All of the data, from the first line to the last, should be reproduced without alteration.

Collection entries
============================================================
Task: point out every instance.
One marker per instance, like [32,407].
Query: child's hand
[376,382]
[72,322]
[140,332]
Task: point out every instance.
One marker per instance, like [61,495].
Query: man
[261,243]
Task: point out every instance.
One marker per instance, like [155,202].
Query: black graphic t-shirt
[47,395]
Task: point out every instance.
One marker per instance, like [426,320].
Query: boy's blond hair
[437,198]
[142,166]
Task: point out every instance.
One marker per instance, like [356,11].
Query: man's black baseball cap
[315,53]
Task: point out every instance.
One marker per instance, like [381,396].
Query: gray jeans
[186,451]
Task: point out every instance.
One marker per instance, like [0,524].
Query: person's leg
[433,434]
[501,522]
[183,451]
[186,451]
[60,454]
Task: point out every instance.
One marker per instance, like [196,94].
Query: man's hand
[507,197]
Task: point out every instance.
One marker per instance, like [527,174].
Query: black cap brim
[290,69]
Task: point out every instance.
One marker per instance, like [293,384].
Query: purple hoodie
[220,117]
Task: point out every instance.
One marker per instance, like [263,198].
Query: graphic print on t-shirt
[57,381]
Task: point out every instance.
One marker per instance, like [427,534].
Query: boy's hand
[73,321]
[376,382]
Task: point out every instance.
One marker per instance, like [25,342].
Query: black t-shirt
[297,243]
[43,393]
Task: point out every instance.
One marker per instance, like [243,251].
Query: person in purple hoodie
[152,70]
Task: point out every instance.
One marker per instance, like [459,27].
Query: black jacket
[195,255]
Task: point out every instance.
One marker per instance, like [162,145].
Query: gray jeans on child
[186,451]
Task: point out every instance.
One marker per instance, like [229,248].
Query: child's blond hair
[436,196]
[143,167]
============================================================
RESULT:
Task: point out every instance.
One marker per instance, like [32,407].
Query: child's hand
[376,382]
[72,322]
[140,332]
Task: point out every instance.
One marker per instance, like [61,495].
Query: man
[261,243]
Task: point out every instance.
One marker per instance, like [155,202].
Query: black graphic t-shirt
[47,395]
Task: point out every instance.
One marker per instance, like [426,320].
Query: boy's blond hair
[437,198]
[142,166]
Task: point out every instance.
One marker per instance, like [356,11].
Query: man's black baseball cap
[315,53]
Task: point out every instance.
One marker per instance, like [381,396].
Query: gray jeans
[186,451]
Task: point out every instance.
One marker per instance, like [0,524].
Query: person's leg
[433,434]
[501,522]
[183,451]
[186,451]
[60,454]
Task: point out every instance.
One marker per instance, like [196,94].
Query: man's hand
[507,197]
Task: point out every instance.
One marker per instance, like [527,174].
Query: black cap brim
[290,69]
Task: point out every instance.
One marker per instance, like [293,384].
Query: purple hoodie
[220,117]
Task: point out every instance.
One marker per instance, like [263,198].
Query: graphic print on t-shirt
[57,381]
Task: point out every instance.
One marker per instance, like [427,534].
Query: boy's hand
[73,321]
[376,382]
Task: point out every instance.
One marker per instance, like [25,342].
Query: black t-shirt
[297,243]
[43,393]
Task: point out every instance.
One marker per instance, like [243,251].
Query: person in purple hoodie
[152,70]
Task: point out every instance.
One marker per instance, like [459,27].
Query: black jacket
[195,255]
Task: point out every instance.
One marker per instance, like [162,145].
Query: gray jeans on child
[186,451]
Task: point out every instance.
One marker per instance, like [229,248].
Query: child's blond hair
[436,196]
[143,167]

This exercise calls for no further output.